Task inputs ->
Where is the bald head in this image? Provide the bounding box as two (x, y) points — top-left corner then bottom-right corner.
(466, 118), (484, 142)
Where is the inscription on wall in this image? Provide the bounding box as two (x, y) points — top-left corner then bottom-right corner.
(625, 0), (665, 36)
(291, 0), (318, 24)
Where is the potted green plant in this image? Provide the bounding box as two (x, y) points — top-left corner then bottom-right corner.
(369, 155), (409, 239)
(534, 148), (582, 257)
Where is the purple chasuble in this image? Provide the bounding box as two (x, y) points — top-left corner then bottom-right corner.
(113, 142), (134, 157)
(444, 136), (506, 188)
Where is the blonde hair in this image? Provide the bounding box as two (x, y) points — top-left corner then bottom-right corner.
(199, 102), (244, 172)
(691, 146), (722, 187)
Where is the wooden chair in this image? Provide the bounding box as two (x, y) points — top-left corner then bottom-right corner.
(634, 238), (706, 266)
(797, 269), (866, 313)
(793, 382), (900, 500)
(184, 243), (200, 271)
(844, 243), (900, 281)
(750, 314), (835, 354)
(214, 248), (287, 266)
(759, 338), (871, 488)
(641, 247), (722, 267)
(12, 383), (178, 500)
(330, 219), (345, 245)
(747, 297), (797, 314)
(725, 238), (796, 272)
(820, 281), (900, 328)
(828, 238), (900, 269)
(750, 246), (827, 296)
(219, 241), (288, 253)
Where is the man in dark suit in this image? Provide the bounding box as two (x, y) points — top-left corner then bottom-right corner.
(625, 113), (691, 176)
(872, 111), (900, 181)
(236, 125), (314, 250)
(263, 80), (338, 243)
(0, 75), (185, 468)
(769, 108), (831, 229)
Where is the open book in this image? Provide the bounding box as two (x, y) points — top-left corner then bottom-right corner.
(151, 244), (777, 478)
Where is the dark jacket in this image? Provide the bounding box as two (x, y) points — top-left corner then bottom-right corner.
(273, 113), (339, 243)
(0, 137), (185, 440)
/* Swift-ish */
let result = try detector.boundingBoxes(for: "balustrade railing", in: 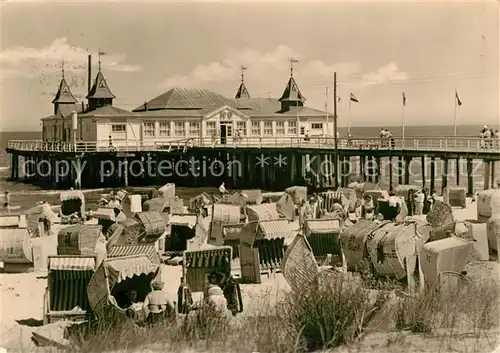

Directions for this task -> Report how many lines of the listing above contain the word "dark". Give only the number.

Written answer -> 2